[Records taken from a collection]

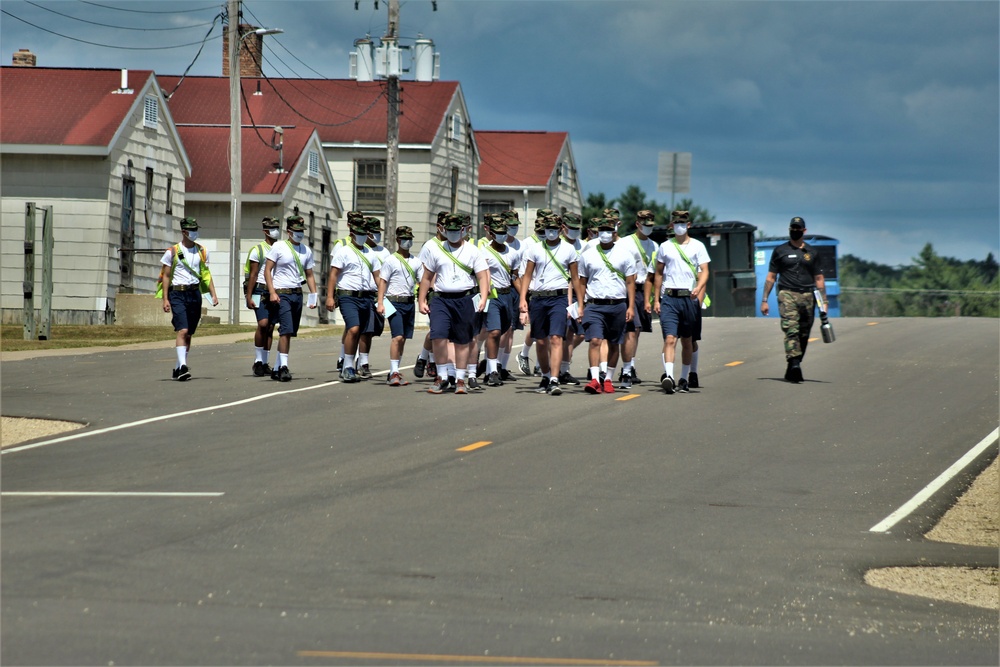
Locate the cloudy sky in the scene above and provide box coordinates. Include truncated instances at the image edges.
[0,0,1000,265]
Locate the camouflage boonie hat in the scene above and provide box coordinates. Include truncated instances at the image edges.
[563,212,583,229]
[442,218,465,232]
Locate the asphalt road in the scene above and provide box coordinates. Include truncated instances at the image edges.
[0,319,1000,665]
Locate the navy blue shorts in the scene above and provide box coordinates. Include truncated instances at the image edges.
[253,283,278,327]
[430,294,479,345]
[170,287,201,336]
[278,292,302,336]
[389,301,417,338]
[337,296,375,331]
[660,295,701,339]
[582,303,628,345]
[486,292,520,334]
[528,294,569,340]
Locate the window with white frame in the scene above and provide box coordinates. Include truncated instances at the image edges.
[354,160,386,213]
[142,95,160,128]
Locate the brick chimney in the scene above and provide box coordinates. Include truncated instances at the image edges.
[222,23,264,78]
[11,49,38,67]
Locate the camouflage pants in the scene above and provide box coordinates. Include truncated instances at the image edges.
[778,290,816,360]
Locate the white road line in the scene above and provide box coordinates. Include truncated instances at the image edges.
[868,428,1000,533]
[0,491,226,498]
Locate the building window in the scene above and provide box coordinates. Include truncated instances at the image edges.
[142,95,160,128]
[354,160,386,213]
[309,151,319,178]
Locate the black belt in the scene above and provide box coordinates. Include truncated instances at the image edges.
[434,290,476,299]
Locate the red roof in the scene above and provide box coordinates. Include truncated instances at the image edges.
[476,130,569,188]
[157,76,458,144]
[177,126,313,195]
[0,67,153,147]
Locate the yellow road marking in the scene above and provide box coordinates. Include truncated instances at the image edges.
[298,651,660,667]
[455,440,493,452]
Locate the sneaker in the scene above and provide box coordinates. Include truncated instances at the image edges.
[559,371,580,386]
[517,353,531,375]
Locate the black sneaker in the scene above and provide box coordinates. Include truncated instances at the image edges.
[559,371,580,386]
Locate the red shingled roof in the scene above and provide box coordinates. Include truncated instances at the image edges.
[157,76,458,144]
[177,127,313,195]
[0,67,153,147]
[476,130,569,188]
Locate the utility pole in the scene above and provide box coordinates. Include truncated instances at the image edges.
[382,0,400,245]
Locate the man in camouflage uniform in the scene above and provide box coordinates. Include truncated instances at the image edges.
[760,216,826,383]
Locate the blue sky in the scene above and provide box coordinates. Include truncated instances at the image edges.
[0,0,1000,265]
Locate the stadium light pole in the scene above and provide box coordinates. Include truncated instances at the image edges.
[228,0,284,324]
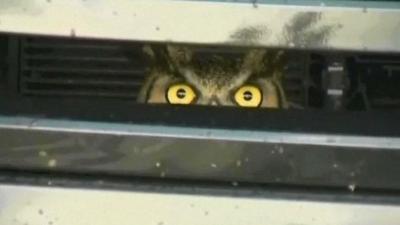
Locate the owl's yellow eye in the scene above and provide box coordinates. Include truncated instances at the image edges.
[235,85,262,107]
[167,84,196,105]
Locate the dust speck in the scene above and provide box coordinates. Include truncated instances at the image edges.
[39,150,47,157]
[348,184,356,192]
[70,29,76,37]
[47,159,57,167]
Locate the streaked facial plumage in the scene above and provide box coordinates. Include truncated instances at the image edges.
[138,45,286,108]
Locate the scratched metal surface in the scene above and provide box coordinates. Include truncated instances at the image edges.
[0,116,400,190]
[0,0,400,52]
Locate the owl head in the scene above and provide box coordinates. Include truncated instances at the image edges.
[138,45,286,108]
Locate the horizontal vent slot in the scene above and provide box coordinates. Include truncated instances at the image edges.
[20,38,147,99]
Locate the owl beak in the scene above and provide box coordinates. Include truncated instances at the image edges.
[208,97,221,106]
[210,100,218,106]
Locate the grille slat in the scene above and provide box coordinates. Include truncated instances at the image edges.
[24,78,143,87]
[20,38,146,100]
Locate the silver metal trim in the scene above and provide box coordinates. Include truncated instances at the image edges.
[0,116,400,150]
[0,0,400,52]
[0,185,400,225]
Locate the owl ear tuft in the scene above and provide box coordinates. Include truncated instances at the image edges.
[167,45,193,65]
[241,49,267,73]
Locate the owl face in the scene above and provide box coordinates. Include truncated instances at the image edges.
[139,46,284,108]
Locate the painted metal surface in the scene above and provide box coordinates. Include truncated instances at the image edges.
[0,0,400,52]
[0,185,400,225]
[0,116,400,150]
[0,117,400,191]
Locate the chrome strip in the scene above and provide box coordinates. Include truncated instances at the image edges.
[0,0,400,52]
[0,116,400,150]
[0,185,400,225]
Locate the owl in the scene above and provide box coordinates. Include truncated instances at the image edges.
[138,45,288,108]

* What is being asked
Repeat the records above line for line, without changing anything. Leave the pictures out of your answer.

* Result
Locate the cloudy sky in the scene above and provide box coordinates. Include truncated instances at the image edges.
[0,0,1000,265]
Locate the camouflage boonie hat in the scene above and provide box coordinates. Include truncated instances at the image edges.
[563,212,583,229]
[442,218,465,232]
Locate the asphalt road in the scene above and provide box coordinates. Include truncated instances at the image edges.
[0,319,1000,665]
Locate the navy blue shorts in the scene above and provide box coordinates. Include truncated instances at the image edges.
[253,283,278,327]
[430,294,479,345]
[170,287,201,336]
[278,292,302,336]
[389,301,417,338]
[337,296,375,331]
[660,295,701,339]
[582,303,628,345]
[486,292,520,334]
[528,294,569,340]
Locate the window with white frame in the scene above and provide box coordinates. Include truncated instances at the image edges.
[354,160,386,213]
[142,95,160,128]
Locate the brick chimney in the scene above and provide box coordinates. Include truncated instances at the image edges.
[222,23,264,78]
[11,49,38,67]
Locate the camouflage pants in the scene above and provide box coordinates. Include truncated instances at the image edges.
[778,290,816,360]
Locate the white road line in the scene above and provide box coordinates. Include truncated instances at the image edges.
[868,428,1000,533]
[0,491,226,498]
Locate the building window in the scene above and provide box coordinates. Include truncated instances at the image edges.
[142,95,160,128]
[354,160,386,213]
[309,151,319,178]
Locate the black belt in the scene above and provide box coordinates. Include truncated instances at the image edges.
[434,290,476,299]
Locate the red roof in the scene above and provide box coordinates. Include truncated instances at the image edges.
[476,130,569,188]
[157,76,458,144]
[177,126,313,195]
[0,67,153,147]
Locate the yellow road marking in the scene above and provide box coordinates. Include truncated instances at the image edges.
[298,651,660,667]
[455,440,493,452]
Locate the sneaker in the scene above and provide box coordinates. Include truncated instances at the image edges.
[559,371,580,386]
[517,353,531,375]
Locate the black sneaker in the scene above and provide box coordinates. Include truncated instances at the image edges.
[559,371,580,386]
Locate the red shingled roof in the scene above and provide box coordinates. Include truncated instances at the image edges.
[157,76,458,144]
[177,127,313,195]
[0,67,153,147]
[476,130,569,188]
Locate the utility pole in the scene above and provide box coordinates. Include truncated instances at the image edges.
[382,0,400,245]
Locate the man in camouflage uniform in the scene above and provide box coordinates. Include truncated instances at the image edges.
[760,216,826,383]
Locate the blue sky in the scene above and provide box coordinates. Include truncated instances at the image edges.
[0,0,1000,265]
Locate the stadium light pole in the scene above and provide box coordinates. Include truncated instances at the image edges.
[228,0,284,324]
Locate the owl's yellow eye in the scene above and provide box coordinates. Include truncated instances at the image edges.
[235,85,262,107]
[167,84,196,105]
Locate the dust speck in the scene above and provide box coordinates. Include truncated instances at the image edges.
[39,150,47,157]
[348,184,356,192]
[70,29,76,37]
[47,159,57,167]
Locate the streaked facial plumage in the scene above and provide box coordinates. Include truncated instances at the image edges.
[138,45,286,108]
Locate the scratched metal surface in the scene above and provide box coordinates. Include truncated instances at the image edges.
[0,116,400,190]
[0,0,400,52]
Locate the owl head in the scene above and provide box coordinates. Include truncated instances at the image edges.
[138,45,286,108]
Locate the horizontal vent slot in the scene above and provide box coordinates. Include truncated instances at the image edges.
[20,38,147,99]
Locate the owl beak in the scene above and provide box coordinates. Include truncated instances at the image edges.
[208,97,221,106]
[210,100,218,106]
Locate the grille slat in the scene above and provide box coordinates. Include truncated instances at the image edges.
[24,78,143,87]
[20,38,146,100]
Locate the silver metal trim in the scene above and provide box coordinates. Include truncated instances at the image edges.
[0,116,400,150]
[0,0,400,52]
[0,185,400,225]
Locate the owl ear tuft in the scene above and provide box coordinates. Include truncated instances at the image edges.
[167,45,193,65]
[241,49,267,73]
Locate the owl face in the scene above and provide box coordinates. Include truncated instances at the image edges.
[139,46,284,108]
Locate the painted metal surface in the scene above and provide box coordinates. Include truncated instances at the image edges.
[0,0,400,52]
[0,185,400,225]
[0,116,400,150]
[0,117,400,191]
Locate the chrome strip in the scene above and provide box coordinates. Include truncated instances at the image edges.
[0,0,400,52]
[0,116,400,150]
[0,185,400,225]
Locate the owl in the scene above and provide box coordinates. Include truncated instances at the image edges.
[138,45,288,108]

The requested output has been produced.